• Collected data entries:

_ _ _ _ _ _ _

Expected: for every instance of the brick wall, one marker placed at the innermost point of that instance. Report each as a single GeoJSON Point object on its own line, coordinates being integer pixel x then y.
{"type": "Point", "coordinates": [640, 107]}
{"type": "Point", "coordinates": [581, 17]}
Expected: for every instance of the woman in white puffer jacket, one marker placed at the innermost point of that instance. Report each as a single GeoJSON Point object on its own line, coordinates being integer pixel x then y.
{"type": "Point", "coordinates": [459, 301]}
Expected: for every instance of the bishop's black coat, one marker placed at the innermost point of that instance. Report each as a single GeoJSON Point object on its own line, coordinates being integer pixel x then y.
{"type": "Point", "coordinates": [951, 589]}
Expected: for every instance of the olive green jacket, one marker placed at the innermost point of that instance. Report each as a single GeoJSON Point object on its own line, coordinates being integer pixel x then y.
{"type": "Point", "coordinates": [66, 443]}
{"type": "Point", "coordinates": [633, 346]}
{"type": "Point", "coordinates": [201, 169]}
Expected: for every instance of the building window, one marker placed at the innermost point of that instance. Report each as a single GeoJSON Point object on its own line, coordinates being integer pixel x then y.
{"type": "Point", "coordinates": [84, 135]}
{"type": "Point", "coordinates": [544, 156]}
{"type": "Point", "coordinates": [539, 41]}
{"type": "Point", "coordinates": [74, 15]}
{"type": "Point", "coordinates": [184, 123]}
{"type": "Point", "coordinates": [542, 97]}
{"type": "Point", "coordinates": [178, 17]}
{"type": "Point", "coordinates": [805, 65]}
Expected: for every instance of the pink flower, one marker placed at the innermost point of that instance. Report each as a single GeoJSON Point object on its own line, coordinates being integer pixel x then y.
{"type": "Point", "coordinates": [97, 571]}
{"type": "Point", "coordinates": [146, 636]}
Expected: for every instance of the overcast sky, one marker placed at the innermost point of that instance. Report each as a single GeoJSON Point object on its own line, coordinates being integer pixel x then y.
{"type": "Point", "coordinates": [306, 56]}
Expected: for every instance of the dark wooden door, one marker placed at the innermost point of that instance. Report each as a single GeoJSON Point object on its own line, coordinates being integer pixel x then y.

_ _ _ _ _ _ _

None of the records may be omitted or altered when they are given again.

• Task solution:
Expected: for every instance of the brick wall, one marker placed at the innermost point of that instance. Report each as a single GeoJSON Point object on its own line, coordinates being integer pixel x then y.
{"type": "Point", "coordinates": [640, 107]}
{"type": "Point", "coordinates": [581, 17]}
Expected: for every instance of the woman in white puffer jacket, one marker placed at the innermost point of that instance. Report each as a single GeoJSON Point object on its own line, coordinates being integer pixel x then y.
{"type": "Point", "coordinates": [459, 301]}
Expected: for every instance of the bishop's black coat, one marker placed at the innermost point of that instance. Report each as a single GeoJSON Point object on its own line, coordinates being integer pixel x then y.
{"type": "Point", "coordinates": [951, 589]}
Expected: for every instance of the olive green jacket, one marker placed at the innermost point of that instance. Report each as a single GeoJSON Point object on its own line, coordinates being integer pixel x then y.
{"type": "Point", "coordinates": [66, 443]}
{"type": "Point", "coordinates": [633, 346]}
{"type": "Point", "coordinates": [201, 169]}
Expected: for every instance of the building window, one marker placed at the innermost point of that instance. Report each as a single GeoJSON Point object on its own line, coordinates being integer pixel x then y.
{"type": "Point", "coordinates": [84, 135]}
{"type": "Point", "coordinates": [544, 156]}
{"type": "Point", "coordinates": [539, 41]}
{"type": "Point", "coordinates": [74, 15]}
{"type": "Point", "coordinates": [184, 123]}
{"type": "Point", "coordinates": [542, 97]}
{"type": "Point", "coordinates": [178, 17]}
{"type": "Point", "coordinates": [805, 65]}
Expected: for every instance of the pink flower, one marker placed at the innermost point of that instance. Report each as a single GeoJSON Point object on its own line, coordinates being integer pixel x then y.
{"type": "Point", "coordinates": [97, 571]}
{"type": "Point", "coordinates": [146, 636]}
Expected: for every instance of the overcast sky, one marker placed at the innermost point of that instance. Report each as a single GeoJSON Point object on its own line, coordinates being integer pixel x then y.
{"type": "Point", "coordinates": [306, 56]}
Expected: for every instance of the dark wooden door, one marker placed at the innermost point of that instance. Report each as a single GeoJSON Point object on its own line, coordinates being integer pixel x then y.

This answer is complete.